DATA LINES —
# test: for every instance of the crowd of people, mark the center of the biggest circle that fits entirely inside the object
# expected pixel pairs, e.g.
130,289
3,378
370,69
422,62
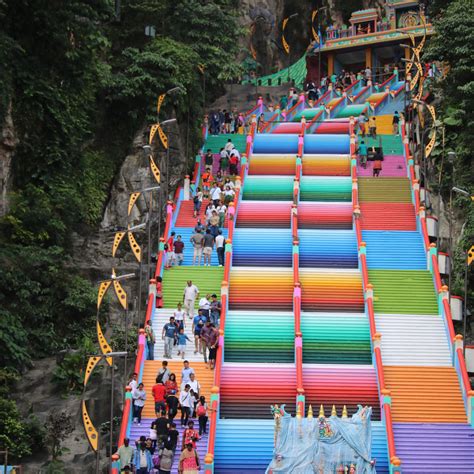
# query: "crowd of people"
227,121
156,452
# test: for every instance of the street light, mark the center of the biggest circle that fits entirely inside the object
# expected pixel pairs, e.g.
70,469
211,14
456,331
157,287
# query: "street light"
462,192
112,374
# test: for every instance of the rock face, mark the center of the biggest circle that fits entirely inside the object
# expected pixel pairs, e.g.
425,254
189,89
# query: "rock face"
264,20
8,141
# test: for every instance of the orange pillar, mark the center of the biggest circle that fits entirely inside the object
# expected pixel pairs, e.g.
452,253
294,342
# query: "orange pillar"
368,57
330,64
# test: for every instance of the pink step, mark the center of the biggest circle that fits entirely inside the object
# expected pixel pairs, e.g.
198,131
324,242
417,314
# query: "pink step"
392,166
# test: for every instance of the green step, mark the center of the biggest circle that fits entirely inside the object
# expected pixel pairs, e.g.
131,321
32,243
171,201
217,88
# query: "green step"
403,292
273,343
384,190
322,188
262,188
335,339
216,142
391,144
207,279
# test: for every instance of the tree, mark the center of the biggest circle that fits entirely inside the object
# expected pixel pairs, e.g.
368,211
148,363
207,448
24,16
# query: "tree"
58,427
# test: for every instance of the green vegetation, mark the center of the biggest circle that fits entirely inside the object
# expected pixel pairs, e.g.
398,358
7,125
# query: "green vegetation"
80,84
453,44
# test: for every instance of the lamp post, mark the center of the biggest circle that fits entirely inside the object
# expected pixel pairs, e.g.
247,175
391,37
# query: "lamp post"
285,44
113,355
462,192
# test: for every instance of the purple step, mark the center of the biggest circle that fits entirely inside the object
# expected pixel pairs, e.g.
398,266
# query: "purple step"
435,447
393,166
144,430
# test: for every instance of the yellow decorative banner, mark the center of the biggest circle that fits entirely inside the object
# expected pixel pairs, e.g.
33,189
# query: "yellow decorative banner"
91,432
117,239
286,46
431,144
315,33
121,295
470,255
103,287
137,251
163,137
153,130
104,345
132,201
155,170
92,362
161,98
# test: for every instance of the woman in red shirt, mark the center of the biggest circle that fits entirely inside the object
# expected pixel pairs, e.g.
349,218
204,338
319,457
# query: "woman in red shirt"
171,384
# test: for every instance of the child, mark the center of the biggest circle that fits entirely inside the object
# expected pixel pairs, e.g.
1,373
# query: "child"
197,201
170,255
190,435
179,316
173,435
182,338
201,412
363,154
373,127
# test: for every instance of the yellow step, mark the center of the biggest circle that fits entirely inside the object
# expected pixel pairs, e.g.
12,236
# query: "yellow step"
204,376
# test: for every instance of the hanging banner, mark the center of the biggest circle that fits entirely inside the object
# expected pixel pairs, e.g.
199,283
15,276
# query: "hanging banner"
313,31
137,251
161,98
103,287
89,428
104,345
91,363
117,239
431,144
132,201
153,130
121,295
163,137
286,46
470,255
155,170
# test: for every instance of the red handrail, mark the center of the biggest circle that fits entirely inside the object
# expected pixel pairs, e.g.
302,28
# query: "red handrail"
462,366
370,310
125,415
389,425
434,263
449,319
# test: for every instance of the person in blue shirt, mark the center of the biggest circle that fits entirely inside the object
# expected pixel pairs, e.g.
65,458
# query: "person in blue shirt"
198,324
143,462
169,333
182,338
362,154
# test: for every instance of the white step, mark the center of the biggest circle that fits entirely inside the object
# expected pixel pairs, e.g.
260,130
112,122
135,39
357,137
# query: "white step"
162,316
418,340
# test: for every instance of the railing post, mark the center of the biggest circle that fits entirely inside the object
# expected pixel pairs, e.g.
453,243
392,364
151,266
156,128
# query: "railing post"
432,251
187,188
115,464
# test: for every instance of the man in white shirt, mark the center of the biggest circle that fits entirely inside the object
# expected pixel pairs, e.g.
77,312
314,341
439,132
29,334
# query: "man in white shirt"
229,145
205,305
189,298
193,383
186,372
220,247
216,195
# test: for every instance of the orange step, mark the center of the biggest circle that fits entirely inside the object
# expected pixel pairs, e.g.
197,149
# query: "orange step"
186,211
425,394
204,376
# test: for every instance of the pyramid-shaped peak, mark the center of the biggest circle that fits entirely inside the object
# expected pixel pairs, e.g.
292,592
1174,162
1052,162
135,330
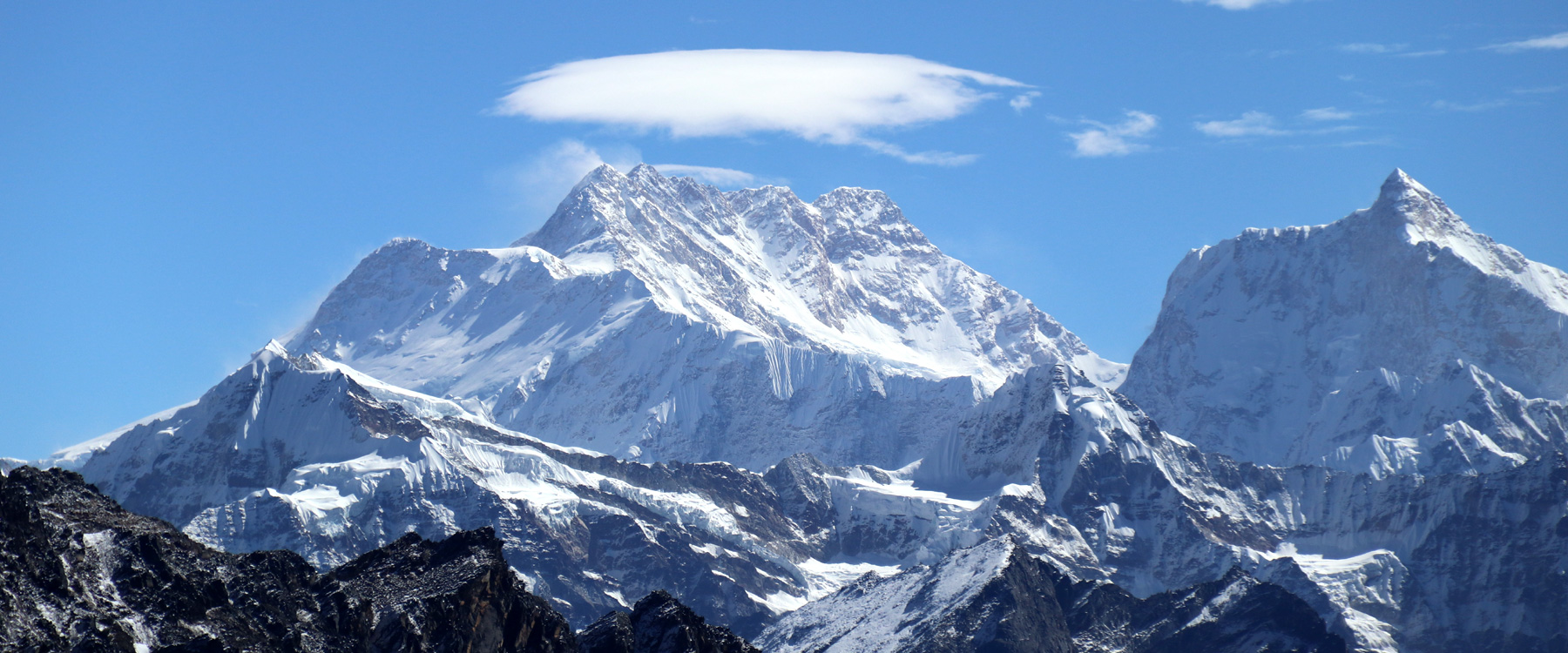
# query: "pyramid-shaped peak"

CHALLENGE —
Will you set down the records word for word while leaving out every picture?

EXPECTED ANSWER —
# test: for every instance of the crowd of people, mark the center of the biggest circle that fits entirely inside the object
# expected pixel pairs, e.g.
130,289
3,378
370,69
422,62
# query: "crowd of people"
227,121
156,452
# test: for every instance of the street light, mark the center of the biggest circle that fits entirely inside the object
# expected pixel pairs, e.g.
70,469
211,14
456,331
157,287
# query: "street light"
462,192
112,374
# test: for every instance of the rock face, mark the center of the biggest circle that fits entirely inside the object
# expected pixel pairs, e.g.
425,254
189,89
# query: "rock face"
264,20
8,141
# test: for every instance of the orange pillar, mark the center of the biggest circle that fits entirely inside the object
# expected pixel pairs, e.g.
452,253
294,342
# query: "orange pillar"
368,57
330,64
# test: for every instance of the pink step, mark the center of the biggest circle that fits entirely inside the object
# expected pixel pairs, e.g.
198,131
324,242
417,314
# query: "pink step"
392,166
# test: for every instance of the green step, mark the center of the biggest circle that fits entirely inside the object
# expected pixel pairs, e.g.
131,321
32,243
171,201
217,88
# query: "green step"
403,292
273,343
384,190
322,188
262,188
335,339
216,142
391,144
207,279
# test: for every instance of the tree, mark the center of the biggest circle that fits entirely inside the object
# expected pixel pairs, e.g.
368,211
148,363
207,448
24,16
# query: "tree"
58,427
# test: for every instance of the green vegetation, mark the center of the biggest circle that fits entirely inside the object
# expected pixel pairs, e.g.
398,358
7,125
# query: "green vegetation"
80,84
453,44
# test: for every instance of the lamp post, mark the center of the biggest circle that fits entirely inside the object
# expected pixel pairs, e.g.
247,175
391,37
# query: "lamp post"
285,44
113,355
462,192
# test: for every instance of the purple step, mark the center of the biggest circle that fits entirely inside the object
# expected pixel pairs, e.g.
398,266
# query: "purple step"
435,447
393,166
144,430
# test: for every instance of the yellow decorative banner, mark the center of the biggest circle that fits entirely inside the object
# expected pixel pairs, e.g.
33,189
# query: "yellow decorative banner"
91,432
117,239
286,46
431,144
315,33
121,295
470,255
103,287
137,251
163,137
153,130
104,345
132,201
155,170
92,362
161,98
# test: for every instance of the woman in red shirt, mark the center of the biggest circle that fits entirely inside the object
# expected pixel pairs, e.g.
349,218
204,338
319,457
# query: "woman in red shirt"
171,384
# test: for every instance of the child, mark the center of the biggest circle that fits entirely inside the object
# expected pixel pairs, e.g.
1,373
# query: "child"
197,201
170,255
190,435
179,316
173,435
182,338
201,412
363,154
373,127
# test: for every instance of the yellow step, mark the center of the biggest circle that fits entirely inside the object
# expected pixel pairs, e.g.
12,236
# query: "yellow step"
204,376
# test: for every instance of the hanging banner, mark the center of the biggest circle that fits entirely inside the object
# expected pixel pairs, e.g.
199,283
15,276
# query: "hanging banner"
313,31
137,251
161,98
103,287
89,428
104,345
91,363
117,239
431,144
132,201
153,130
121,295
163,137
286,46
470,255
155,170
# test: for every instance of the red handrail, mark the center of the biggest circle that fits entirely inside the object
# expected pixel pairs, e.g.
302,28
# query: "red handrail"
462,366
370,310
125,415
389,425
434,263
449,319
# test: for every instance of the person in blue shirt, mark the center of the biggest circle that fits entirely inside the object
# expected pixel pairs, e.g.
65,458
# query: "person in blue shirt"
198,324
143,462
169,333
182,338
362,154
# test: for every instance of the white step, mark the center of the biggest circle that fits entirely inside the object
# expected pixel pairs, e.g.
260,130
112,122
135,39
357,137
# query: "white step"
162,316
418,340
# test: for every instance of the railing post, mark the center of the biggest circle that fits entirely inside the object
# expected pixel pairs, e.g.
453,243
392,364
151,266
156,128
# query: "railing post"
432,251
187,188
115,464
# test: for every instance of the man in white shirt, mark the center of the biggest circle that fits entirely inside the object
# expected pixel pairs, e.g.
77,312
314,341
439,132
29,334
# query: "man in white shirt"
229,145
205,305
189,298
193,383
186,372
220,247
216,195
# test: for every instance of the orange step, mark the center of the biggest circle that fits entirely inside the object
# expected pixel pairs, e.g.
197,149
# query: "orange step"
186,211
425,394
204,376
# test: for every instance of the pyramid-shaped peak, mark the center of the biggest circle that fits entirely inside the object
# expected pixel pairs, e.g.
292,592
1174,162
1052,162
135,330
# query: "pyramid-shaped peak"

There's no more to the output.